■ INSTRUCTIONS FOR THE TASK
Gather every line in the material below that contains the word "dark", and copy each of those lines in full.

■ EXCERPTED DATA
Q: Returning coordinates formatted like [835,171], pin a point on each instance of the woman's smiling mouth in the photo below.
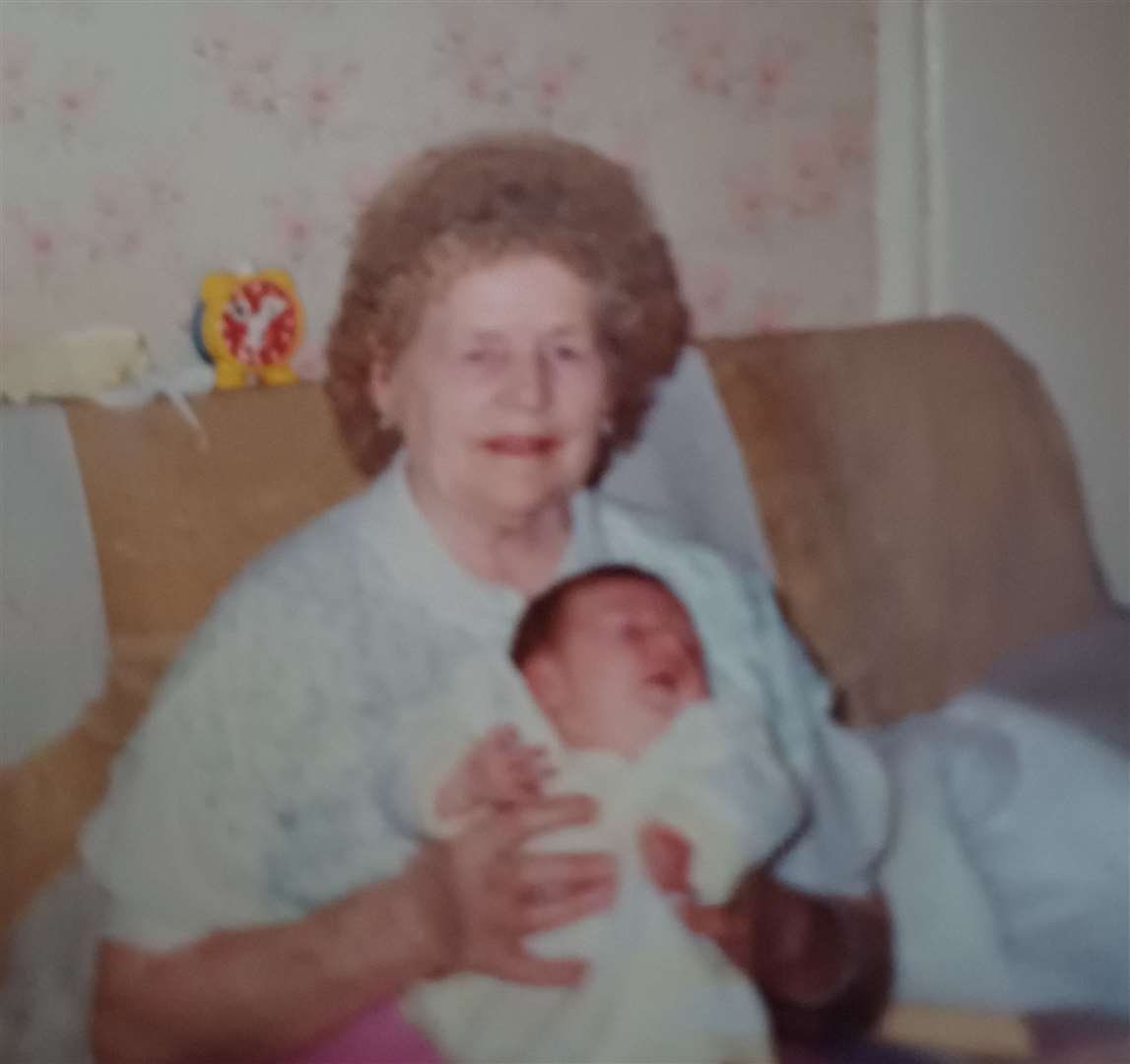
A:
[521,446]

==

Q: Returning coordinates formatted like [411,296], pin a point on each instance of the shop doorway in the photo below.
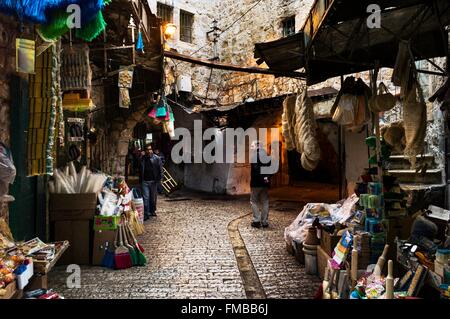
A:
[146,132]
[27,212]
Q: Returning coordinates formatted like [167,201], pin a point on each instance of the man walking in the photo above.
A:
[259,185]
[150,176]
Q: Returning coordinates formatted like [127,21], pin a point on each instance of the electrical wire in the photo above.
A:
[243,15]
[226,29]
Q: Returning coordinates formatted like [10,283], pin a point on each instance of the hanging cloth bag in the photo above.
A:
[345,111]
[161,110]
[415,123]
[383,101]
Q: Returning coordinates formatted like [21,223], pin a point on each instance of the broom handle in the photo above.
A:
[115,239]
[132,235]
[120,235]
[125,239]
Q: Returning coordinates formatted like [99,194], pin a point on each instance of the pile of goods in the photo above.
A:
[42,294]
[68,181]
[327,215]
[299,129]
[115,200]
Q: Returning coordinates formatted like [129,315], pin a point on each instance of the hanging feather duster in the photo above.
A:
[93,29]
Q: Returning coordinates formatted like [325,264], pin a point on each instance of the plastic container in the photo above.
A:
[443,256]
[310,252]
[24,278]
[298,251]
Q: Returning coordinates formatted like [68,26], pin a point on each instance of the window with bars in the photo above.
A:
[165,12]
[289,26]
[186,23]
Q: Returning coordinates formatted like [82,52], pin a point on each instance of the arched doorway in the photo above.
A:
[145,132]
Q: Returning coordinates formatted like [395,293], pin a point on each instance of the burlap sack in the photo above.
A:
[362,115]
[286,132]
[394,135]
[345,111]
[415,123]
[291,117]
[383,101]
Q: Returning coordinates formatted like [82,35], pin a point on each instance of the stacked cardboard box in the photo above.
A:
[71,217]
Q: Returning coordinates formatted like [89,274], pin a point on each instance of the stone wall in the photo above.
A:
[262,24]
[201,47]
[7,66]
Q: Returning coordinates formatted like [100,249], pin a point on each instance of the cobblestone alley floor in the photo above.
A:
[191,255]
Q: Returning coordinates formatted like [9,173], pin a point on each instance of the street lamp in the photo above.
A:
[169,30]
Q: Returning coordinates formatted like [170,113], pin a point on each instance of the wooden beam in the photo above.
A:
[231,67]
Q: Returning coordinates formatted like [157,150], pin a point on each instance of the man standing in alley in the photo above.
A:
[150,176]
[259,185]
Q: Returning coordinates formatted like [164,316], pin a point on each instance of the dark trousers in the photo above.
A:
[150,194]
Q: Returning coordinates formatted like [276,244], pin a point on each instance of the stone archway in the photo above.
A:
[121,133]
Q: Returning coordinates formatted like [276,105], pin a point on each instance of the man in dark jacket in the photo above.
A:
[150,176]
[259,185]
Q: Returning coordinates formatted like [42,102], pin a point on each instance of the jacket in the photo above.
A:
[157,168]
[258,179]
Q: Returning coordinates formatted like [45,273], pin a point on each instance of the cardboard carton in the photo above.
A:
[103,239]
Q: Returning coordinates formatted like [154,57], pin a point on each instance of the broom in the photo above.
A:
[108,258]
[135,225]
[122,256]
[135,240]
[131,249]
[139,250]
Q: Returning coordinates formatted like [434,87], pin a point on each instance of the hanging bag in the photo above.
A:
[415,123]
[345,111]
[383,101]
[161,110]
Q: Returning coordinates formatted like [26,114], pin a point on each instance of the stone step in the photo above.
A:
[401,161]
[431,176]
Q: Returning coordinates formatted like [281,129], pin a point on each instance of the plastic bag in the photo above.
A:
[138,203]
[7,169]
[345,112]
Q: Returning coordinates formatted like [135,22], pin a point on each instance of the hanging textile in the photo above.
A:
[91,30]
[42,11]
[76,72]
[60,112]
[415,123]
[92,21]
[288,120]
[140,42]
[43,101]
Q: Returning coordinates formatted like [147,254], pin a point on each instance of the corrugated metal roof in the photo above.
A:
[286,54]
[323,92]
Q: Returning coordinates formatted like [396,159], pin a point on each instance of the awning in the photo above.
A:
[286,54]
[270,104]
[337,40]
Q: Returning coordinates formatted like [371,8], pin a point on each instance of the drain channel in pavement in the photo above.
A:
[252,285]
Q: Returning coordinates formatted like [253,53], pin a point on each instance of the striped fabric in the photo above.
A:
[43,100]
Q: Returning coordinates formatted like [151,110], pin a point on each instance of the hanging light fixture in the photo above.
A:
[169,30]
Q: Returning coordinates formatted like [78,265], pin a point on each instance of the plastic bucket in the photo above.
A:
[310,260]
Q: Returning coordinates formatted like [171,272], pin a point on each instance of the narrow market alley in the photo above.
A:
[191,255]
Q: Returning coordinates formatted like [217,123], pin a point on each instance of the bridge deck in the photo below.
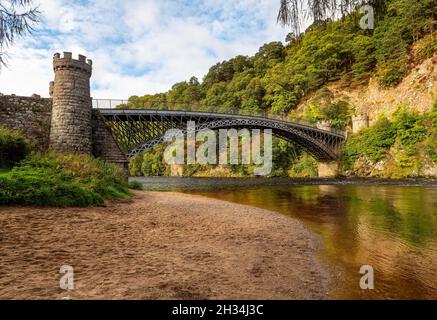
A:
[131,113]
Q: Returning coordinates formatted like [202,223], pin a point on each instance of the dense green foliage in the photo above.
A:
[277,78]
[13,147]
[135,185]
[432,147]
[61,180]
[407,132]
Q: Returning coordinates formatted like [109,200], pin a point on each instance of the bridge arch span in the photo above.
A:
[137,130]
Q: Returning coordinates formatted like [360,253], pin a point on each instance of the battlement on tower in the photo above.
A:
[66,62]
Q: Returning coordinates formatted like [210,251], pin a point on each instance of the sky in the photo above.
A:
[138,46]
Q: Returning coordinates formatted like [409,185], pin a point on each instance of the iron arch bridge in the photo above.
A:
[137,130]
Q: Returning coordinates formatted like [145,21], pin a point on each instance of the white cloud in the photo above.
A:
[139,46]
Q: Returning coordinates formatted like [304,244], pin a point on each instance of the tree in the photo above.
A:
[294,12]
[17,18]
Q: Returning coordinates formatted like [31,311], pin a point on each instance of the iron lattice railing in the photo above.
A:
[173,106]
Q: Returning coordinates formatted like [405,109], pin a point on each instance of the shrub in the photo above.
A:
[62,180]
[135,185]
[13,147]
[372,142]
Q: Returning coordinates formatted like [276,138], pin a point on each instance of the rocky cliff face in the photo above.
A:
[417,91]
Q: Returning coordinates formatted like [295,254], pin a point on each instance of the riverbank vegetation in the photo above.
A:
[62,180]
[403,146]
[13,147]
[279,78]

■ THE REPLY
Q: Returning coordinates formatted like [164,316], pin a point on each instance of the dark trousers in the photo above.
Q: Returning coordinates formatted like [276,105], pin a point on each instance of the man in dark jacket in the photo above.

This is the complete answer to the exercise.